Copy out the items from their very first line down to the line containing "203 156 L 193", keeping both of those lines and changing nothing.

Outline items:
◇ ◇ ◇
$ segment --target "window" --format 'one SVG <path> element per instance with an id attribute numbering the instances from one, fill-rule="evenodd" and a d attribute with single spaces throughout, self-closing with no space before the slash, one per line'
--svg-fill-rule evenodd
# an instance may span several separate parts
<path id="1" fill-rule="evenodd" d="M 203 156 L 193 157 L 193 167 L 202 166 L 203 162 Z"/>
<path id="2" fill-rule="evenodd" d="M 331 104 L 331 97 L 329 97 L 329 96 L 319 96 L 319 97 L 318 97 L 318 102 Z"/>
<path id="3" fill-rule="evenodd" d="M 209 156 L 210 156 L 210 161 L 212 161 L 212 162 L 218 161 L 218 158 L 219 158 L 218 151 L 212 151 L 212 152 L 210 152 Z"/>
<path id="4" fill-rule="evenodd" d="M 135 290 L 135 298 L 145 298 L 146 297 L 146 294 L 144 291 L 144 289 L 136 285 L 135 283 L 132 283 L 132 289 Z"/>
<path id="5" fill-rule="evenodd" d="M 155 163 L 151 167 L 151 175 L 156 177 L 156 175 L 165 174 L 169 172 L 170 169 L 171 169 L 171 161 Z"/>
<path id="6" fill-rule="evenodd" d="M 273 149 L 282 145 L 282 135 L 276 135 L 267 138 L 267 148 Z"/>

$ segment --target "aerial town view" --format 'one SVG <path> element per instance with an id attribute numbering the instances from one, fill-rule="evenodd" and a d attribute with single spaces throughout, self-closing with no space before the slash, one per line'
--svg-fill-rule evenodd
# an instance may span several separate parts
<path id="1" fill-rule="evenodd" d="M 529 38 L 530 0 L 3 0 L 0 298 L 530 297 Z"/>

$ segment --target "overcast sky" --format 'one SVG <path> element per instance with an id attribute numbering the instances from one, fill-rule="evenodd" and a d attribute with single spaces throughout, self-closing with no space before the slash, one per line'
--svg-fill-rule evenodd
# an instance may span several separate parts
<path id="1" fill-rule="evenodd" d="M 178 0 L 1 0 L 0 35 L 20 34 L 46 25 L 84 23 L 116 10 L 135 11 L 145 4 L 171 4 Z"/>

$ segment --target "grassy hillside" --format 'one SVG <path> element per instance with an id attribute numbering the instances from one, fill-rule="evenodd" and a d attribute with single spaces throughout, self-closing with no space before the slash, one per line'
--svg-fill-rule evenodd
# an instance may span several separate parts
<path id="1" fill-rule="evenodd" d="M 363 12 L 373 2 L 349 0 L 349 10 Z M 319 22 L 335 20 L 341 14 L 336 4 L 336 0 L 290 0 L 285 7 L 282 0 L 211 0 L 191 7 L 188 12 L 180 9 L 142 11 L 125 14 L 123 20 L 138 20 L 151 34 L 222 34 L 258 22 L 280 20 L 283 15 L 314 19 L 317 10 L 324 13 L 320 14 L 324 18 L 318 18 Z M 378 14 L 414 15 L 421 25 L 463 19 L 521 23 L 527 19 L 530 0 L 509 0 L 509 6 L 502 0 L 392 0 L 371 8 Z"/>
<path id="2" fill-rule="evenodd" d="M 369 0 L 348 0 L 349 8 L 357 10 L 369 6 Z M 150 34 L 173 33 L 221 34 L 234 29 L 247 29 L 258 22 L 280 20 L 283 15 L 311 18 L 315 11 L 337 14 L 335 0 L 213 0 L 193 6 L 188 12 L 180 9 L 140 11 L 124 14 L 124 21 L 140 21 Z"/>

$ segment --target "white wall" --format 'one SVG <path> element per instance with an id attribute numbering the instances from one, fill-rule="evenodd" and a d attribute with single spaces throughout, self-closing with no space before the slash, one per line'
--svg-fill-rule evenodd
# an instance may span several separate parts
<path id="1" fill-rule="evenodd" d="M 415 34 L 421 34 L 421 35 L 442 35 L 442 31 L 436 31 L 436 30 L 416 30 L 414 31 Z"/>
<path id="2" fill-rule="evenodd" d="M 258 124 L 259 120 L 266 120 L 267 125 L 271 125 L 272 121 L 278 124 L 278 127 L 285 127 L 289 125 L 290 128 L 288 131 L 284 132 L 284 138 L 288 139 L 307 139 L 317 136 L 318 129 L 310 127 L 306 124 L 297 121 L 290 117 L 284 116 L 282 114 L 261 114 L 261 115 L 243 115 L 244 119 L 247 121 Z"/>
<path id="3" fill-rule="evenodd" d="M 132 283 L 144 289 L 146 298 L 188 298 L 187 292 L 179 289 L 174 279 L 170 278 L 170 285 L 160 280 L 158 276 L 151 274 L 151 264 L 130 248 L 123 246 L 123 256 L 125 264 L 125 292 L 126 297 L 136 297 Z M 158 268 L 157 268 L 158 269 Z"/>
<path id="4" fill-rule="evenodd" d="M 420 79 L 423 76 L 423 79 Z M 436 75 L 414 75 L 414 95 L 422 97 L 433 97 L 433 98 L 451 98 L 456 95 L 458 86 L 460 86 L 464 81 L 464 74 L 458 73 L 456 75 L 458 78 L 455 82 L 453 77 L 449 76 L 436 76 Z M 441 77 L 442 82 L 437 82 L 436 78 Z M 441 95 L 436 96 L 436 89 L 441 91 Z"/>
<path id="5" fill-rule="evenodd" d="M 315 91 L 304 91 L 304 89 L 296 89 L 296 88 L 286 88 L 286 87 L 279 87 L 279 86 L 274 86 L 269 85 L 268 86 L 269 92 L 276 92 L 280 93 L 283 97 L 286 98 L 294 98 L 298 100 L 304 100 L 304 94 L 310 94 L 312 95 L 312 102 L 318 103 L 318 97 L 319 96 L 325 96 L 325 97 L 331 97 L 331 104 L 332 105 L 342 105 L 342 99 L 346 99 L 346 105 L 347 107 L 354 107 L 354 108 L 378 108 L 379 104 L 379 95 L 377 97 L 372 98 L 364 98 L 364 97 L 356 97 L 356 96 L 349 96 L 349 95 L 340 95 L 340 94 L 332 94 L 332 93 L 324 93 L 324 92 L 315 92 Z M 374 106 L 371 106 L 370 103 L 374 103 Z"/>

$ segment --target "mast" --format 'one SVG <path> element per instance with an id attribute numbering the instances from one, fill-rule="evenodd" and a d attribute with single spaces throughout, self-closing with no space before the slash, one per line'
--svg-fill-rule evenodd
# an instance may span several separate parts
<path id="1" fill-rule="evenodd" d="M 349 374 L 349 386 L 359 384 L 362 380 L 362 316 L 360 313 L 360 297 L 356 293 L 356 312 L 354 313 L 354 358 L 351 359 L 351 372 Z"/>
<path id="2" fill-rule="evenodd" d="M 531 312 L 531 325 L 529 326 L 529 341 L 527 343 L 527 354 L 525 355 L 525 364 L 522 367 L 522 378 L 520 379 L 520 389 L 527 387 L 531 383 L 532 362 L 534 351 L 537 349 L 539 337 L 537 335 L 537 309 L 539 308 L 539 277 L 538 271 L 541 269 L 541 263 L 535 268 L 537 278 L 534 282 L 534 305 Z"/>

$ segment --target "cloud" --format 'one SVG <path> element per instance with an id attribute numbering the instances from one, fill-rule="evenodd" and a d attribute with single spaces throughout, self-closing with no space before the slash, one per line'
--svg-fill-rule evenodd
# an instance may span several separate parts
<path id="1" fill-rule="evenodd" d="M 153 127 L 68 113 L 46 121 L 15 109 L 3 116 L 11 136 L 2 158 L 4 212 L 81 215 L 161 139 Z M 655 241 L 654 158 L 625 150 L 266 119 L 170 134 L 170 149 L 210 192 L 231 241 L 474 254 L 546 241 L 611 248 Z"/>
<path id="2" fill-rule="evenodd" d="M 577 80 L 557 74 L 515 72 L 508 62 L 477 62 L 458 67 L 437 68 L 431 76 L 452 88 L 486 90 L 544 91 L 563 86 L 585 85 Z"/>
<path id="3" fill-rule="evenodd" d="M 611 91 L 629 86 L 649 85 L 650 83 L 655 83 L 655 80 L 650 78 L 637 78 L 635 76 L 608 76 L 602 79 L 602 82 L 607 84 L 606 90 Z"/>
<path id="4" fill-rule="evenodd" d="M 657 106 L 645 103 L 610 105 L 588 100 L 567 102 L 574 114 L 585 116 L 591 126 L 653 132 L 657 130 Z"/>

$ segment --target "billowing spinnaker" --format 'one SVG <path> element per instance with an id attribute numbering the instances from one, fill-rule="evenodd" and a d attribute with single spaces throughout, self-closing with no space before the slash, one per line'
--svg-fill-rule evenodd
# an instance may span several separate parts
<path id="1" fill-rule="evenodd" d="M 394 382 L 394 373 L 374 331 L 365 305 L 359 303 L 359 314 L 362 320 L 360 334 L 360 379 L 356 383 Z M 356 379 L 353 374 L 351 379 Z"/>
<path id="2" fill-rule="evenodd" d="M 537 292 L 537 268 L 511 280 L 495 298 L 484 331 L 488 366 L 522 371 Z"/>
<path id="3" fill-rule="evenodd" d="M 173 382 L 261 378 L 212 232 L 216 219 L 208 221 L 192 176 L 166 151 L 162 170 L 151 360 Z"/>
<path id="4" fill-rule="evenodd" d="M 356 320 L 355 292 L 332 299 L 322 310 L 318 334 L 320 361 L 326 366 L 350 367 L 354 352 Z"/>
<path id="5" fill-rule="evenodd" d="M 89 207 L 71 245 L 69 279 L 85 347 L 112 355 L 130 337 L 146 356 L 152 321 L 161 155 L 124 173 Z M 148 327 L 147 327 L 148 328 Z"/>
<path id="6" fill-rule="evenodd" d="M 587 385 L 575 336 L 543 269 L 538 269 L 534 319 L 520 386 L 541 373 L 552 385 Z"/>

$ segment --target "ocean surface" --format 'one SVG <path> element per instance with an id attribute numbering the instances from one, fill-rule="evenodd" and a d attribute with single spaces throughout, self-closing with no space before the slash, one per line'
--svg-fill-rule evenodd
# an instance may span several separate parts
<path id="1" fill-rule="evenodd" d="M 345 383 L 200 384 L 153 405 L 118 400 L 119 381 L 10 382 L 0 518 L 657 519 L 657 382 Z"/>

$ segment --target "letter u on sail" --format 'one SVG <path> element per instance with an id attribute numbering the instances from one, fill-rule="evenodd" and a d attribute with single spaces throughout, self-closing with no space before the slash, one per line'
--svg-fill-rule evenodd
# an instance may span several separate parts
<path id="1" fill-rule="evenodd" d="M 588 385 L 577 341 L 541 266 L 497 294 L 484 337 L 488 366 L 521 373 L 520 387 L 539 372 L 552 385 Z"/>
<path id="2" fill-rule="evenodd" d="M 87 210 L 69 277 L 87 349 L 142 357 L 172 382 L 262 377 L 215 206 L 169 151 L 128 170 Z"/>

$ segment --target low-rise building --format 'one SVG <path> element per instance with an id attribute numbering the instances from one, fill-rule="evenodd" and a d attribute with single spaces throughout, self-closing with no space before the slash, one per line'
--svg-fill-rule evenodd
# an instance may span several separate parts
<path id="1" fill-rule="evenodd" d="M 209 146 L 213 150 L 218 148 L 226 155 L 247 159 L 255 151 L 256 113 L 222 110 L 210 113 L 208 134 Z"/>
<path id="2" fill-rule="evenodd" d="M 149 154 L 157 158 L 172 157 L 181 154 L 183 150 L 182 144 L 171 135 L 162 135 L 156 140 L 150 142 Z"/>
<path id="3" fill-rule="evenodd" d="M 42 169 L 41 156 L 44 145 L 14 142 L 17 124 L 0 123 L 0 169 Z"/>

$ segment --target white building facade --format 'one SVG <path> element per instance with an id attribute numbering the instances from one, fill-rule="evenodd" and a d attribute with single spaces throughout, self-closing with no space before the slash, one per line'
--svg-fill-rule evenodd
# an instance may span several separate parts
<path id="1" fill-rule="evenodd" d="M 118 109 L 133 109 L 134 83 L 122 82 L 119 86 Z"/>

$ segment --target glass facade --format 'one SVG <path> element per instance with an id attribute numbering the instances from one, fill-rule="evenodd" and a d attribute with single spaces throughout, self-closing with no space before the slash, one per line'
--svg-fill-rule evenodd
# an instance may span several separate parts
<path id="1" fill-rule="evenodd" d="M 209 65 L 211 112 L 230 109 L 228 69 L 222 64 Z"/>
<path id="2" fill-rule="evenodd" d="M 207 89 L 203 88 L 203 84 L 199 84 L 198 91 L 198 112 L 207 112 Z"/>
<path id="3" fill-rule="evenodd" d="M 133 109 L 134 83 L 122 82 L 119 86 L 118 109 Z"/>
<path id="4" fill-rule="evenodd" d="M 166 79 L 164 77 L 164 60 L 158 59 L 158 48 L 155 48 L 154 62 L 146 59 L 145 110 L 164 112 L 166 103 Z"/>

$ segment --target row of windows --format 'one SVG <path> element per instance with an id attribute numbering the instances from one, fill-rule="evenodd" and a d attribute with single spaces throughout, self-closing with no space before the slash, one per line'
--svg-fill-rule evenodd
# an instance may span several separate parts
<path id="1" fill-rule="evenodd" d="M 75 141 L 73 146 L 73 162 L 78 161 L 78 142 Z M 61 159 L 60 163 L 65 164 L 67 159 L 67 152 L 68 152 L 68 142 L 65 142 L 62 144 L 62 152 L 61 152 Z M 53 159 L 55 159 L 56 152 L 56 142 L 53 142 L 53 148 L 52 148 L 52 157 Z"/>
◇ ◇ ◇
- Complete answer
$ segment --target "window" --format 'one SVG <path> element per instance with an id attribute numbering the instances from one, fill-rule="evenodd" and a d attribute with single spaces throughout, self-closing with no space before the slash, one per line'
--svg-fill-rule evenodd
# an instance may span several separate parts
<path id="1" fill-rule="evenodd" d="M 203 156 L 193 157 L 193 167 L 202 166 L 203 162 Z"/>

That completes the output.